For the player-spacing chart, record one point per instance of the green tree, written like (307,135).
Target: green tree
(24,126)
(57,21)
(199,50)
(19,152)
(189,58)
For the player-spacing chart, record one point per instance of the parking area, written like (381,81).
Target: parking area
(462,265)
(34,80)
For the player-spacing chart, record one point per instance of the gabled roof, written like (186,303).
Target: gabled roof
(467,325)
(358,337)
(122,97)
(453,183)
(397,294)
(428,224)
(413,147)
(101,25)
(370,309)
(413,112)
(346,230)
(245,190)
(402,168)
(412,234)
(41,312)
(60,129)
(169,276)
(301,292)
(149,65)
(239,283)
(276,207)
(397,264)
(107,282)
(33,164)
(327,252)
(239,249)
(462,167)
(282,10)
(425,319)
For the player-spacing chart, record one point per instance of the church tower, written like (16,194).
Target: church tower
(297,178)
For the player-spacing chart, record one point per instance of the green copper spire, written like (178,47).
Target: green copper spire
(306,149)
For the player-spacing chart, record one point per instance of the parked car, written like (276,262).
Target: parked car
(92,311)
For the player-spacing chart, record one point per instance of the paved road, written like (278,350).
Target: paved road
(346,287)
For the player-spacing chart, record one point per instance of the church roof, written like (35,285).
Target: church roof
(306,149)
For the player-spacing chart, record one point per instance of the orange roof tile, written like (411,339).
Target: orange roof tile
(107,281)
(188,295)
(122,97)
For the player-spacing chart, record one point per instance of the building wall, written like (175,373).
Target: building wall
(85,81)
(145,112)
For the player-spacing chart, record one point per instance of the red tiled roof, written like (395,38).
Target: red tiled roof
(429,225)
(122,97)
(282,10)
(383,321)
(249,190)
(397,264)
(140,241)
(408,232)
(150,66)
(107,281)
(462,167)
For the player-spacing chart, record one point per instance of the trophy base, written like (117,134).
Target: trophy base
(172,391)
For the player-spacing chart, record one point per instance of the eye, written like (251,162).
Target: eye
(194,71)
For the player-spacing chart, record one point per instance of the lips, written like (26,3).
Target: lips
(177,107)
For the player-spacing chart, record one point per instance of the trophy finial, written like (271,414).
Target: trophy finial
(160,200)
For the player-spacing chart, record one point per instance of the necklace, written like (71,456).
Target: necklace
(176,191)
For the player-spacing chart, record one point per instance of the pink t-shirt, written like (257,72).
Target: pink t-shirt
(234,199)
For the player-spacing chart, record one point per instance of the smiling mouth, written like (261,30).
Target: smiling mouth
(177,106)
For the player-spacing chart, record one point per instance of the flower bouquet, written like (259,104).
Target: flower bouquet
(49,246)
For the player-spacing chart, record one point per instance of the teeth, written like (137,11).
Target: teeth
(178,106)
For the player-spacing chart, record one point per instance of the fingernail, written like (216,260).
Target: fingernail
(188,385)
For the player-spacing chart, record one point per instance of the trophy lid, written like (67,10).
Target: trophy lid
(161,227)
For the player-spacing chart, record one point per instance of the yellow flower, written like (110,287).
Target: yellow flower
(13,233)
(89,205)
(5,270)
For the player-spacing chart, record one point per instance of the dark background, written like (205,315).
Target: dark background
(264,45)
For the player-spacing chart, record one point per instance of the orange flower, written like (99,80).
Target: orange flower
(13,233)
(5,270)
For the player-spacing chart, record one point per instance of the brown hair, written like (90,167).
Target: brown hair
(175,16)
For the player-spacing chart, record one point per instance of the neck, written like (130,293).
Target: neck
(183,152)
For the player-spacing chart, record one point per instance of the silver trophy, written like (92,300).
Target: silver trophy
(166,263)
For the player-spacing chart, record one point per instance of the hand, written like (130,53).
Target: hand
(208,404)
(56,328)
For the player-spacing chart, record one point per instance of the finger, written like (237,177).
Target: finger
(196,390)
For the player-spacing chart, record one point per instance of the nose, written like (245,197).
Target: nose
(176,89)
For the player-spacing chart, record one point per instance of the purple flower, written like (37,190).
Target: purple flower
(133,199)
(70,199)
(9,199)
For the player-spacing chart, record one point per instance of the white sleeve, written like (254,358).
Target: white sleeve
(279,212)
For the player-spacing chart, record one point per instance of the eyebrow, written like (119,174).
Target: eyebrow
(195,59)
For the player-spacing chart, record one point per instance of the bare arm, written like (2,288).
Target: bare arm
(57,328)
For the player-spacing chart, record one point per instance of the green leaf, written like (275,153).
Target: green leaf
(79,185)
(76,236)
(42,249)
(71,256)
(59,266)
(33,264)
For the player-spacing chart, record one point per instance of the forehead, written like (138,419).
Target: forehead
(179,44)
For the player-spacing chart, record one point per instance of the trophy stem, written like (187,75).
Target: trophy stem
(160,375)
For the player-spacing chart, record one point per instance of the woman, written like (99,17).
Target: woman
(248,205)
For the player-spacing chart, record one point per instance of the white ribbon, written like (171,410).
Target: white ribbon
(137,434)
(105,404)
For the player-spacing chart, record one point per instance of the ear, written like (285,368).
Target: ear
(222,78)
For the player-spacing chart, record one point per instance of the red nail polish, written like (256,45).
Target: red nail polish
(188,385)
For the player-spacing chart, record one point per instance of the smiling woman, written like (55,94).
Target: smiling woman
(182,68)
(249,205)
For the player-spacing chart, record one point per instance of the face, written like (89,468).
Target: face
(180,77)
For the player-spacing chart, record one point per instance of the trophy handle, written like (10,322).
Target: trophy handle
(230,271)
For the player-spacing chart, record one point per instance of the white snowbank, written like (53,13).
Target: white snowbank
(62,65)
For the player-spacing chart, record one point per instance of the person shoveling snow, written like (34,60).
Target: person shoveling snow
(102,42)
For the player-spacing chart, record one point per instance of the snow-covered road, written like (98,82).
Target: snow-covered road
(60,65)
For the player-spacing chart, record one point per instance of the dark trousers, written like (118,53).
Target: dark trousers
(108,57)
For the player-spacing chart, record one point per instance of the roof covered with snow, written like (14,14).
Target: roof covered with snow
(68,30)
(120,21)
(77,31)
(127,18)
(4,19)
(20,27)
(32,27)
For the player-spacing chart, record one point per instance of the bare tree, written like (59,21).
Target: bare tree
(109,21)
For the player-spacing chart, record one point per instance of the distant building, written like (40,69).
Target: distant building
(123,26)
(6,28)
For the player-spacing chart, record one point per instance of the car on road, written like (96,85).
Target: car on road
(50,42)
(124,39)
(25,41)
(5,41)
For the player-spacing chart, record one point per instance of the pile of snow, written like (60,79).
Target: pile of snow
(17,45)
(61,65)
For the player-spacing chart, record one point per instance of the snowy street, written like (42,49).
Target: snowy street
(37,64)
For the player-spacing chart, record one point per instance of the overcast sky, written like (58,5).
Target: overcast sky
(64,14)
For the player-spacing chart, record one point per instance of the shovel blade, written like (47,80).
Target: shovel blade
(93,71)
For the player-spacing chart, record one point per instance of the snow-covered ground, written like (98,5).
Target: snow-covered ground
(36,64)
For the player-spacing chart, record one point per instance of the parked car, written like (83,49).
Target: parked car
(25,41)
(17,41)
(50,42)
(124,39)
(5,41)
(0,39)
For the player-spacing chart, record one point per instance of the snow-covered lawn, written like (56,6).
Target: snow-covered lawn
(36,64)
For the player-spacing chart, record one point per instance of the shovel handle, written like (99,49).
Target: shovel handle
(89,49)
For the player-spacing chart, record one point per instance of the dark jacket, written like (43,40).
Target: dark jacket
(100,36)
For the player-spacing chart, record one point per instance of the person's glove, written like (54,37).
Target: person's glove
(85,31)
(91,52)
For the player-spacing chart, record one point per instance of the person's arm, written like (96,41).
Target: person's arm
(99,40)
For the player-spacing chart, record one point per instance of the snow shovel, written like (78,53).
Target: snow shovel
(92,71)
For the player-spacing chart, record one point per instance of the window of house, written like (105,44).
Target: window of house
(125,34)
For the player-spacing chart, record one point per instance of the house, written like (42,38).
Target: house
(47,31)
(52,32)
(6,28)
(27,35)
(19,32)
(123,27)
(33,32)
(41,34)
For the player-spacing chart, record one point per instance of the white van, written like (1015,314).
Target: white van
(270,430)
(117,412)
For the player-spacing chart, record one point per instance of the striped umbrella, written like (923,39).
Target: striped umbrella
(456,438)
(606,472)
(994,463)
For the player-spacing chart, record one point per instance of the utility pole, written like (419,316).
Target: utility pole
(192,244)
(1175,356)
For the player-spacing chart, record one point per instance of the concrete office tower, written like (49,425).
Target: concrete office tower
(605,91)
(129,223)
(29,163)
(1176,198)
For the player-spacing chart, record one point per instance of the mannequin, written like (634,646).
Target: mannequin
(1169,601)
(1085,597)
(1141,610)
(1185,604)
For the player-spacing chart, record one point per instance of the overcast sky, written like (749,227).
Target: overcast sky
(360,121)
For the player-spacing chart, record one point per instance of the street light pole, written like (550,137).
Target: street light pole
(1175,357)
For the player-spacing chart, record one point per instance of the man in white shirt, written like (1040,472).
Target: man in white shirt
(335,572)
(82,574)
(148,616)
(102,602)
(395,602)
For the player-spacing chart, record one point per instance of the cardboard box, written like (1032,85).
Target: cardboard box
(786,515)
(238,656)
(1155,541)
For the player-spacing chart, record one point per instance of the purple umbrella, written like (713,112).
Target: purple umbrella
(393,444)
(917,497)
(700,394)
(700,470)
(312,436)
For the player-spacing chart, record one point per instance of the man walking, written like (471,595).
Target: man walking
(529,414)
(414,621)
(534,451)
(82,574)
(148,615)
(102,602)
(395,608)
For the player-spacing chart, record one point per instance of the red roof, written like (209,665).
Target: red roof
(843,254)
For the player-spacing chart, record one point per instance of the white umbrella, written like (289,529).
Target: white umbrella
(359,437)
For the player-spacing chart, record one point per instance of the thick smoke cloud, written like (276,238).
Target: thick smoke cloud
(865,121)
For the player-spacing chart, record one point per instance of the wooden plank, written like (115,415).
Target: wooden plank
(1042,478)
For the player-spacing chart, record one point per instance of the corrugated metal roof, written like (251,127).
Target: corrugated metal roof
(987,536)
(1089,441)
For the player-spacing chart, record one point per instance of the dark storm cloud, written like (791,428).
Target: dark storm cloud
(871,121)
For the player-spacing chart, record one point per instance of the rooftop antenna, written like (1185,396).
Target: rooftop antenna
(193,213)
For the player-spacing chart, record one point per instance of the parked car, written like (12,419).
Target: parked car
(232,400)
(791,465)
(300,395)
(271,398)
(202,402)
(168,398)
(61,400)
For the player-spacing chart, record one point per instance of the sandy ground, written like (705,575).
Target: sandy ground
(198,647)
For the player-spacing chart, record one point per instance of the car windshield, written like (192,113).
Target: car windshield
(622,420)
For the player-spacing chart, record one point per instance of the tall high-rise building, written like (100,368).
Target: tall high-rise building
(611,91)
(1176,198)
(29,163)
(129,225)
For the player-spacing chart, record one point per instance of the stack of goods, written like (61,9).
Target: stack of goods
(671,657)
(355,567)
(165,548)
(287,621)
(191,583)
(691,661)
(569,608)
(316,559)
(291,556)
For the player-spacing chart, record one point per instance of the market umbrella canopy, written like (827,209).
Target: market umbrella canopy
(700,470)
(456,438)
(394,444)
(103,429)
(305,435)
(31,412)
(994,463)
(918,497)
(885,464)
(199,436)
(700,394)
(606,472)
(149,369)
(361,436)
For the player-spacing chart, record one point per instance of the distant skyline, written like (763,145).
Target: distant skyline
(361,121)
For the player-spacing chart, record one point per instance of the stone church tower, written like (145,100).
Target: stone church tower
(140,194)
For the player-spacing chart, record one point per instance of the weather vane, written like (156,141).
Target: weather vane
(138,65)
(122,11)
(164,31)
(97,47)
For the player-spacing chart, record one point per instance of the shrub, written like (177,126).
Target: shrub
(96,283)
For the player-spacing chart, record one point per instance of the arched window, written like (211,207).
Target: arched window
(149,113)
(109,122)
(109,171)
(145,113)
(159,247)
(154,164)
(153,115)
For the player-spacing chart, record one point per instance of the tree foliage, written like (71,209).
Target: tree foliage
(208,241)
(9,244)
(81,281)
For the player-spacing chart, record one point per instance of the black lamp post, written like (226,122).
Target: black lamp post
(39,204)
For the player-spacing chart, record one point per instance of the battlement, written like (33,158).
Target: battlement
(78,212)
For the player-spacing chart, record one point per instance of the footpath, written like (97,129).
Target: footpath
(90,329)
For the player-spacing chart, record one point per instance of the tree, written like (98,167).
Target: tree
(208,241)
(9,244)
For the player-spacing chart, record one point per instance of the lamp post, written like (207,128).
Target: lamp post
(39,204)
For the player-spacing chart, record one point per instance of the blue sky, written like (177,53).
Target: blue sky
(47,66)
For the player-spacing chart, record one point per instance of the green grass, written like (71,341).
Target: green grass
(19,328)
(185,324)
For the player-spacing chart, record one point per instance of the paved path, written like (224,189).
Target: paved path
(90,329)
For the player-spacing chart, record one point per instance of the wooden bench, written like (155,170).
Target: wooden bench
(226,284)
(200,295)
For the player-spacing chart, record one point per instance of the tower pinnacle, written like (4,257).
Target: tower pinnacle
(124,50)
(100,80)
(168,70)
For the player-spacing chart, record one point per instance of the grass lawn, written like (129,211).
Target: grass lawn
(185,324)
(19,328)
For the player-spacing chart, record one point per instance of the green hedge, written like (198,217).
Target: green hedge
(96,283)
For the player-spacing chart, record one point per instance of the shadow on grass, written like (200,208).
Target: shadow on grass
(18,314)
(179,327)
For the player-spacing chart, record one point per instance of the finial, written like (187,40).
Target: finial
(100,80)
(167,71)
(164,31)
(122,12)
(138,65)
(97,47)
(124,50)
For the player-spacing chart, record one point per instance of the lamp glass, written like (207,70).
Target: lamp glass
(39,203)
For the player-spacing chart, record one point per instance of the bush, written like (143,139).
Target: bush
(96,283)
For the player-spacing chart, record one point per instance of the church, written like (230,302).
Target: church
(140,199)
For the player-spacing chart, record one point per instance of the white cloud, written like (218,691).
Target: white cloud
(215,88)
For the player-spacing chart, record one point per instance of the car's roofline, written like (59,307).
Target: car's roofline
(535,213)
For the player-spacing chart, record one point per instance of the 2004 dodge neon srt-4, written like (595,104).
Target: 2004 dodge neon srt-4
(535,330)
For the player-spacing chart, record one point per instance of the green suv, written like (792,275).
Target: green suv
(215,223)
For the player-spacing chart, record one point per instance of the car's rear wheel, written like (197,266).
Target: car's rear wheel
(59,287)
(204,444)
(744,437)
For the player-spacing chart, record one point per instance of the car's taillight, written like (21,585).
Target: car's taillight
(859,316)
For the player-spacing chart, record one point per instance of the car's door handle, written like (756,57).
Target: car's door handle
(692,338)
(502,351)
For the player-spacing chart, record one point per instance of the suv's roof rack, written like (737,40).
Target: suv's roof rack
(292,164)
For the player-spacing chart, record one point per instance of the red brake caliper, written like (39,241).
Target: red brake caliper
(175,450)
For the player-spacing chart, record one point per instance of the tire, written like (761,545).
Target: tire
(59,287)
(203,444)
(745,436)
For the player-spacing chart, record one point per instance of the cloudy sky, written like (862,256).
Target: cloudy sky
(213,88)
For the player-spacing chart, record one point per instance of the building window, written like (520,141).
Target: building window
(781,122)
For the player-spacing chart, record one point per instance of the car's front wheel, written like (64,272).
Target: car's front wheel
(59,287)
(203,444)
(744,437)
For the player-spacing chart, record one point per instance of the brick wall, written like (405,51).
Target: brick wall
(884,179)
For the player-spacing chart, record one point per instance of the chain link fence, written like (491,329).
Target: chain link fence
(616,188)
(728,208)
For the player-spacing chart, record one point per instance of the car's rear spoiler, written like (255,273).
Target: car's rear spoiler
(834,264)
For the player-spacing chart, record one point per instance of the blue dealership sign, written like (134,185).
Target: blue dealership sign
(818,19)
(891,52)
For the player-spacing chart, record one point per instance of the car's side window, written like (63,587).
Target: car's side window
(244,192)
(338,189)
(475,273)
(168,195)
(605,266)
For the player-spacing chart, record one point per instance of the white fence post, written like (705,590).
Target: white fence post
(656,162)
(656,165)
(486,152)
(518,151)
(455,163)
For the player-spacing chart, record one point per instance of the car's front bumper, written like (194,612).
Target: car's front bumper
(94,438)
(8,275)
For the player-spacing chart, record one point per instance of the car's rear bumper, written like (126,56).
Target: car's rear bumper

PROBLEM TO WORK ON:
Copy the lines from the start of the data verbatim, stopping after the line containing "written like (395,38).".

OUTPUT FOR THIS TASK:
For the player-spacing chart, record one point per instance of the green tree, written like (307,135).
Target: green tree
(24,126)
(57,21)
(199,50)
(19,152)
(189,58)
For the player-spacing chart, record one point per instance of the parking area, written like (381,81).
Target: parking area
(462,265)
(34,80)
For the player-spacing chart, record one point per instance of the gabled roof, written like (186,303).
Target: gabled roof
(467,325)
(358,337)
(122,97)
(453,183)
(397,294)
(428,224)
(413,147)
(101,25)
(370,309)
(413,112)
(346,230)
(245,190)
(402,168)
(412,234)
(41,312)
(60,129)
(169,276)
(301,292)
(149,65)
(239,283)
(276,207)
(397,264)
(107,282)
(33,164)
(327,252)
(239,249)
(462,167)
(282,10)
(425,319)
For the player-spacing chart, record one point per instance of the church tower, written like (16,194).
Target: church tower
(297,178)
For the player-spacing chart, record one point per instance of the green copper spire, written like (178,47).
Target: green copper spire
(306,149)
For the player-spacing chart, record one point per instance of the parked car, written like (276,262).
Target: parked car
(92,311)
For the player-spacing chart, record one point per instance of the paved road, written like (278,350).
Target: paved road
(346,287)
For the player-spacing chart, record one point per instance of the church roof, written like (35,285).
Target: church roof
(306,149)
For the player-spacing chart, record one point per instance of the orange roof tile, written like (411,339).
Target: orange roof tile
(107,281)
(188,295)
(122,97)
For the player-spacing chart, record one point per instance of the building wall, written like (175,373).
Target: building wall
(85,81)
(145,112)
For the player-spacing chart, record one point per instance of the red tiled roof, written like (395,38).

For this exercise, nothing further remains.